◆ **GIVEN DATA**:
• • •
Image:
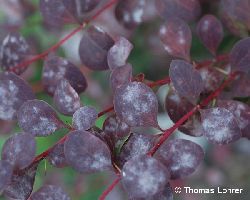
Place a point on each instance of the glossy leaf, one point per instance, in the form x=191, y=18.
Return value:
x=188, y=10
x=186, y=79
x=181, y=157
x=66, y=98
x=84, y=118
x=119, y=52
x=144, y=176
x=176, y=37
x=220, y=126
x=120, y=76
x=86, y=153
x=14, y=91
x=38, y=118
x=136, y=104
x=210, y=32
x=240, y=56
x=50, y=192
x=57, y=68
x=94, y=47
x=19, y=150
x=14, y=50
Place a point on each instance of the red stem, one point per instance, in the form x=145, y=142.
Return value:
x=62, y=41
x=110, y=188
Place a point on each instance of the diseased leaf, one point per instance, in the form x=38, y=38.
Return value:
x=186, y=79
x=220, y=126
x=119, y=52
x=136, y=104
x=94, y=47
x=66, y=98
x=181, y=157
x=144, y=176
x=86, y=153
x=14, y=91
x=84, y=118
x=56, y=68
x=19, y=150
x=38, y=118
x=176, y=37
x=14, y=50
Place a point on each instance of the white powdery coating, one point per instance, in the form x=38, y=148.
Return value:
x=220, y=126
x=144, y=177
x=86, y=153
x=119, y=52
x=8, y=98
x=181, y=157
x=66, y=98
x=84, y=118
x=50, y=192
x=136, y=104
x=38, y=118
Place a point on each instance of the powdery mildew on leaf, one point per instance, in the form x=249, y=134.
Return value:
x=56, y=157
x=186, y=79
x=240, y=55
x=220, y=126
x=176, y=37
x=136, y=104
x=14, y=91
x=5, y=174
x=144, y=176
x=66, y=98
x=187, y=10
x=38, y=118
x=86, y=153
x=19, y=150
x=13, y=51
x=210, y=32
x=94, y=47
x=119, y=52
x=137, y=145
x=241, y=113
x=21, y=184
x=50, y=192
x=120, y=76
x=130, y=13
x=84, y=118
x=181, y=157
x=56, y=68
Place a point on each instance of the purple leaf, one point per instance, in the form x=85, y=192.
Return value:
x=57, y=68
x=19, y=150
x=136, y=104
x=84, y=118
x=176, y=37
x=86, y=153
x=240, y=56
x=94, y=47
x=220, y=126
x=14, y=91
x=14, y=50
x=66, y=98
x=210, y=32
x=186, y=79
x=181, y=157
x=144, y=176
x=119, y=52
x=38, y=118
x=188, y=10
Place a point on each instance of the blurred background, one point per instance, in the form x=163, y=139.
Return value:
• • •
◆ **WORK TO BE COMPLETED**: The word "leaf" appears on some lines of the data above; count those lines and give only the total.

◆ **SOLUTION TO THIS TASK**: 4